YOUR GOAL
Would you please set down the entries below exactly as shown?

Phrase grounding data
________

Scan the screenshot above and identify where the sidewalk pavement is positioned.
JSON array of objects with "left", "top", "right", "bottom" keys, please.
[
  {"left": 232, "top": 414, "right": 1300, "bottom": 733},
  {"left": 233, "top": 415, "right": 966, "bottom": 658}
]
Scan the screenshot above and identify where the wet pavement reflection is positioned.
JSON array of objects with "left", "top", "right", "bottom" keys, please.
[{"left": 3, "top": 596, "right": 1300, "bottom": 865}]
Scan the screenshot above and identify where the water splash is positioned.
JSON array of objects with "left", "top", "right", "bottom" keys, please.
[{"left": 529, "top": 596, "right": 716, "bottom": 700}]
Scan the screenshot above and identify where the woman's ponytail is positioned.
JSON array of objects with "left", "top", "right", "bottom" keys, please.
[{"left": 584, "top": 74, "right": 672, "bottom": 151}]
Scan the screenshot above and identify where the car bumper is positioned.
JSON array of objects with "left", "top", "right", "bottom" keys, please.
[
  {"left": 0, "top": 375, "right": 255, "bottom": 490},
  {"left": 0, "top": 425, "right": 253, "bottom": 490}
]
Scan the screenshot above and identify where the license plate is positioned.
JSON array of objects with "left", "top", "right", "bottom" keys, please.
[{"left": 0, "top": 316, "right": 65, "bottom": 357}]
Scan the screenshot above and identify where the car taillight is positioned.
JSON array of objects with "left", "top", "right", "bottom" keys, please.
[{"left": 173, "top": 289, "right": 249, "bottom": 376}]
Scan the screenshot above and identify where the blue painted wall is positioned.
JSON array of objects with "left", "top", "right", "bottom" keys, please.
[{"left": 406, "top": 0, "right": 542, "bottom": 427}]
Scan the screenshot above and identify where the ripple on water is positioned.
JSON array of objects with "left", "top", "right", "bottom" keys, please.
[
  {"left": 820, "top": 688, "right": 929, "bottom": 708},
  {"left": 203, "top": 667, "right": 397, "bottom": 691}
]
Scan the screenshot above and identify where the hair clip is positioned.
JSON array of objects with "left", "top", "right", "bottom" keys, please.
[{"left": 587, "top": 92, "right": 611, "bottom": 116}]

________

REPLY TO THE TASK
Scan the screenshot above and identify where the sidewalk pavement is positioned.
JSON array of objects with "left", "top", "right", "bottom" keys, please.
[
  {"left": 232, "top": 414, "right": 1300, "bottom": 733},
  {"left": 233, "top": 415, "right": 966, "bottom": 658}
]
Scan the screenshot above and identify where the wet pavement reflection is positioned.
JSON array of objects with "left", "top", "right", "bottom" keys, please.
[{"left": 3, "top": 596, "right": 1300, "bottom": 865}]
Scan the screenshot above and identify where the water splash is positioned.
JSON array of objects with "left", "top", "right", "bottom" keys, please.
[{"left": 529, "top": 596, "right": 716, "bottom": 700}]
Scan the screenshot above and identify where the woman's ponytail is positioned.
JSON array of objects with "left", "top", "right", "bottom" keys, please.
[{"left": 584, "top": 74, "right": 672, "bottom": 151}]
Scan the screenshot above and identify where the car bumper is positioned.
JSON array of objects with "left", "top", "right", "bottom" keys, please.
[
  {"left": 0, "top": 375, "right": 255, "bottom": 490},
  {"left": 0, "top": 425, "right": 253, "bottom": 490}
]
Scan the screenshot above and identify where the license plate is positioned.
JSON array of objects with "left", "top", "right", "bottom" keys, please.
[{"left": 0, "top": 316, "right": 65, "bottom": 357}]
Scan the screenshot above and identify where the car taillight is positioned.
JSON array of objects with "left", "top", "right", "bottom" keys, please.
[{"left": 173, "top": 289, "right": 249, "bottom": 376}]
Scan the screenshot above and identify where the blue painted wall is positioned.
JSON array of objects with "left", "top", "right", "bottom" keys, please.
[{"left": 406, "top": 0, "right": 542, "bottom": 427}]
Scan the screenshot above and identify where the ripple on water is positioned.
JSON array of objects with "left", "top", "right", "bottom" keys, please.
[
  {"left": 820, "top": 688, "right": 929, "bottom": 708},
  {"left": 203, "top": 667, "right": 397, "bottom": 691}
]
Scan the screenshot above and identify where the hair clip is positioned.
JSON array of objects with "left", "top", "right", "bottom" keys, please.
[{"left": 587, "top": 92, "right": 611, "bottom": 116}]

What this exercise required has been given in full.